### Stated task
Everything from the line containing "the dark purple" to the last line of the records must be returned verbatim; nothing else belongs in the output.

(Location identification items)
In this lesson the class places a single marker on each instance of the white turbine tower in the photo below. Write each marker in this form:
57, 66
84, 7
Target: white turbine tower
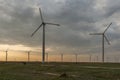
103, 37
43, 24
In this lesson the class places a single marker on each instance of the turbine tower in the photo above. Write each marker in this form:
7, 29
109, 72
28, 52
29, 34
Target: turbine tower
76, 57
6, 55
29, 55
61, 57
43, 43
103, 37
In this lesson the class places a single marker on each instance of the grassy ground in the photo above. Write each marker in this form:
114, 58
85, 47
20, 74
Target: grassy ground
52, 71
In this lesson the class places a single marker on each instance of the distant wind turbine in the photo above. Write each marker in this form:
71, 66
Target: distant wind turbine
29, 55
43, 24
103, 37
6, 55
61, 57
76, 56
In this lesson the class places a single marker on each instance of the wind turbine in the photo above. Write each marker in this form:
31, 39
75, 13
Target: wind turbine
29, 55
6, 55
47, 57
61, 57
103, 37
76, 57
43, 24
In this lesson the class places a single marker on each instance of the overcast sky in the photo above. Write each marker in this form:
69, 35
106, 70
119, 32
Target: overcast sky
78, 18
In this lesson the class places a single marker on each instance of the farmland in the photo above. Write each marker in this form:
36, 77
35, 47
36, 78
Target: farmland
59, 71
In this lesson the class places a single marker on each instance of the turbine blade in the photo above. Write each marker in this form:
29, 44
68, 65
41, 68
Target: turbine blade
36, 30
107, 39
95, 34
53, 24
41, 15
107, 27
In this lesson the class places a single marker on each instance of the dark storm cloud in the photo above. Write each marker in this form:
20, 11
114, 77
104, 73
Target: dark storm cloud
19, 18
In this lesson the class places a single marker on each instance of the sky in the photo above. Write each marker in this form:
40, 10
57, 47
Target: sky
78, 18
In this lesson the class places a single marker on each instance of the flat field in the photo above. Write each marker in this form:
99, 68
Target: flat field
59, 71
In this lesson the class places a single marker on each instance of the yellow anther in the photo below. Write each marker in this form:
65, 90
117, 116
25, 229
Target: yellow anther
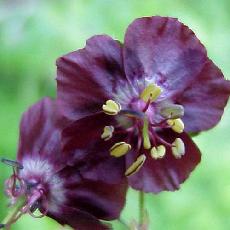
178, 149
177, 125
107, 133
151, 92
119, 149
158, 152
136, 165
111, 107
172, 111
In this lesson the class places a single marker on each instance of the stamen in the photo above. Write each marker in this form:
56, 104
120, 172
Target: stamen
178, 149
172, 111
111, 107
145, 134
136, 165
11, 163
177, 125
107, 133
119, 149
151, 92
158, 152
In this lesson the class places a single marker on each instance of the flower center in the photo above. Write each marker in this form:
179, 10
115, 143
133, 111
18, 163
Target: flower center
138, 120
24, 197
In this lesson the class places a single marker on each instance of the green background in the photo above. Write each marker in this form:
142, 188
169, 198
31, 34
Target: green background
34, 33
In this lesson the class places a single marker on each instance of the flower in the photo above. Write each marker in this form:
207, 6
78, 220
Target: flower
43, 180
137, 102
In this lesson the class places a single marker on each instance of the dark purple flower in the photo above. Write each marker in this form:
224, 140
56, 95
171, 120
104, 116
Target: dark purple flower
135, 103
43, 180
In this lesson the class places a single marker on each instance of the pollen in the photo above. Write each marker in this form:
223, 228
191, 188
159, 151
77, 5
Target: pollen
119, 149
111, 107
107, 133
172, 111
178, 149
158, 152
151, 92
177, 125
136, 165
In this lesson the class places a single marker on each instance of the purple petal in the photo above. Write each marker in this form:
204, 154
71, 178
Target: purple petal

### Answer for this exercise
In this lesson the class places a single marker on each instance of the dark purple flower in the photo above. Write each marker in this form:
224, 140
56, 95
171, 120
104, 116
Target: dark purple flower
135, 103
43, 180
In this lesson the class places a single marker on each instance of the pollen in the photo above. Write each marker in this form:
223, 228
191, 188
159, 151
77, 5
Target: pollen
119, 149
111, 107
107, 133
172, 111
178, 149
158, 152
151, 92
177, 125
136, 165
In this lesson the class places a single marker on each instance of the purple petal in the photo above. Write each marker in this form:
204, 154
71, 178
Target: purple petal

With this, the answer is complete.